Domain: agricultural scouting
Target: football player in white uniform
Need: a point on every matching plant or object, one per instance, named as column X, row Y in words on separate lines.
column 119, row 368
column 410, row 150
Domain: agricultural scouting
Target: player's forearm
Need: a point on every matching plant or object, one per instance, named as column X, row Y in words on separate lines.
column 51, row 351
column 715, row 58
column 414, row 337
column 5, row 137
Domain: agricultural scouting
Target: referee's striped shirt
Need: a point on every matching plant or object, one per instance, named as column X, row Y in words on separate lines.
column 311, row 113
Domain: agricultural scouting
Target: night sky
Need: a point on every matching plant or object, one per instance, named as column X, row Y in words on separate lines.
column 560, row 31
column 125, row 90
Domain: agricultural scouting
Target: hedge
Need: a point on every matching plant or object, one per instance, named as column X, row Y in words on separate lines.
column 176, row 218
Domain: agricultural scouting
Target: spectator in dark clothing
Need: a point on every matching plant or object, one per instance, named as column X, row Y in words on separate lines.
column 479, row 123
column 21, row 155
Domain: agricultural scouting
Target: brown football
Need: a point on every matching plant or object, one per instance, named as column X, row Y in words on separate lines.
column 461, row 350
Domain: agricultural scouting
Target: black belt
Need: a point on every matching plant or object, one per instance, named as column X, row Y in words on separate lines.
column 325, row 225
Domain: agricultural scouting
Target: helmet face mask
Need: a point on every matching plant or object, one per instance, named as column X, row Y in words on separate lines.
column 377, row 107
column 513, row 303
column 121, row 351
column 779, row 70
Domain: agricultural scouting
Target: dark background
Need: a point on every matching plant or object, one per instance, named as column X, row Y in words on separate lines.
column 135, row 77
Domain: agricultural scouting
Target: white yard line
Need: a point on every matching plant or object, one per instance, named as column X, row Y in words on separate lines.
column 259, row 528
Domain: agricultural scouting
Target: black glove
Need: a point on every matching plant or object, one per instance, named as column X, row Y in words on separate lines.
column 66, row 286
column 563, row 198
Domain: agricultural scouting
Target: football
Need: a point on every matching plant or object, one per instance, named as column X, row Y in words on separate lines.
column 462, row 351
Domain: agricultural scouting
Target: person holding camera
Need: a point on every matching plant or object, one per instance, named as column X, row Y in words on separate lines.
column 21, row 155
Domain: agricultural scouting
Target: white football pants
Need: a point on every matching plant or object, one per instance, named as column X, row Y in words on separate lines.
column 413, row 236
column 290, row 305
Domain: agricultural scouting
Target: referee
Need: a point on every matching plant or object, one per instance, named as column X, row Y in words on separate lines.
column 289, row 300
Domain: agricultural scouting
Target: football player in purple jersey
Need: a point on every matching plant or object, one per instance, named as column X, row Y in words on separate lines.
^^^^
What to do: Pull out every line of the records that contains the word "dark". Case counts.

Solved exercise:
Target: spectator in dark clothing
Target: dark background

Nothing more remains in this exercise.